Work instruction
Determine the number of lines in the data below that contain the string "balustrade", and respond with that number alone.

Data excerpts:
== Segment start ==

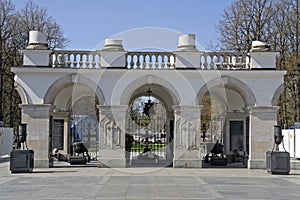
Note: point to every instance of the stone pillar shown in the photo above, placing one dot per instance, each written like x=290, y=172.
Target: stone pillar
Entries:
x=67, y=136
x=261, y=134
x=112, y=136
x=37, y=52
x=170, y=138
x=187, y=135
x=112, y=54
x=187, y=55
x=37, y=117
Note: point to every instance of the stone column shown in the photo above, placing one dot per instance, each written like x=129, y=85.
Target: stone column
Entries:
x=37, y=117
x=261, y=134
x=67, y=136
x=112, y=136
x=187, y=135
x=170, y=138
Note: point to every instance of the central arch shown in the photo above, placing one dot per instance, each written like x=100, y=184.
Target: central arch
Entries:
x=158, y=138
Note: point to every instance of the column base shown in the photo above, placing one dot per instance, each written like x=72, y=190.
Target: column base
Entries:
x=112, y=163
x=256, y=164
x=41, y=163
x=187, y=163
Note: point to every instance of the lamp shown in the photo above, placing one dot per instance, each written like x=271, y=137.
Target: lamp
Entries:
x=148, y=104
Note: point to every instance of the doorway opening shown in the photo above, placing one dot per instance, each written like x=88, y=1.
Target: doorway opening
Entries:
x=148, y=137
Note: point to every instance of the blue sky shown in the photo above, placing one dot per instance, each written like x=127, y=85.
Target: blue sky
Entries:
x=88, y=23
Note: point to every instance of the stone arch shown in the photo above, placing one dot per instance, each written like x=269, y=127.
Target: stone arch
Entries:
x=277, y=94
x=231, y=83
x=130, y=92
x=68, y=80
x=25, y=99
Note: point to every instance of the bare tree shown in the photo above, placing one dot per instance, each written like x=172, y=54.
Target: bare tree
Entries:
x=275, y=22
x=14, y=28
x=33, y=17
x=243, y=22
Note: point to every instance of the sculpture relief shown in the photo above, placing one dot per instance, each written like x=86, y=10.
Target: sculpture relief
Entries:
x=110, y=132
x=187, y=132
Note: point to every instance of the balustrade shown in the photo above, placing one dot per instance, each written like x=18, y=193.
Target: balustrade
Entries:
x=151, y=60
x=76, y=59
x=224, y=61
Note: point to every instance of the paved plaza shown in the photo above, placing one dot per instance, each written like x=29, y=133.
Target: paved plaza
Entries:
x=74, y=182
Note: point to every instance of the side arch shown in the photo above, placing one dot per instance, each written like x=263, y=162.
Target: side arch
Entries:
x=68, y=80
x=22, y=93
x=232, y=83
x=129, y=92
x=277, y=94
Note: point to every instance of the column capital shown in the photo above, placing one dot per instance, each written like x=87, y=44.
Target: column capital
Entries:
x=187, y=108
x=112, y=108
x=37, y=110
x=261, y=109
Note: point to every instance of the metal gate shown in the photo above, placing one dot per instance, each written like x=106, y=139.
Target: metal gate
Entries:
x=146, y=139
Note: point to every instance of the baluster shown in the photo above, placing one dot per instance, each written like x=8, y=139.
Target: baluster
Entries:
x=87, y=61
x=54, y=57
x=80, y=60
x=131, y=62
x=94, y=60
x=69, y=62
x=168, y=61
x=143, y=61
x=205, y=61
x=126, y=61
x=156, y=61
x=147, y=61
x=138, y=63
x=151, y=60
x=212, y=64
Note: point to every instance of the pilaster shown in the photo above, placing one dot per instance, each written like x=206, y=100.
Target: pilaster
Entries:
x=187, y=135
x=261, y=134
x=37, y=117
x=112, y=136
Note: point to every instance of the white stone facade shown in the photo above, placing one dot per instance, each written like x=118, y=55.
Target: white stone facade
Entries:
x=247, y=92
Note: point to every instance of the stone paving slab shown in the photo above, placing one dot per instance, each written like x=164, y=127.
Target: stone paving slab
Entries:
x=86, y=183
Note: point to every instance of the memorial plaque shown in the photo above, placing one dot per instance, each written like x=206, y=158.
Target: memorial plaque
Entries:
x=236, y=135
x=58, y=134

== Segment end ==

The completed task
2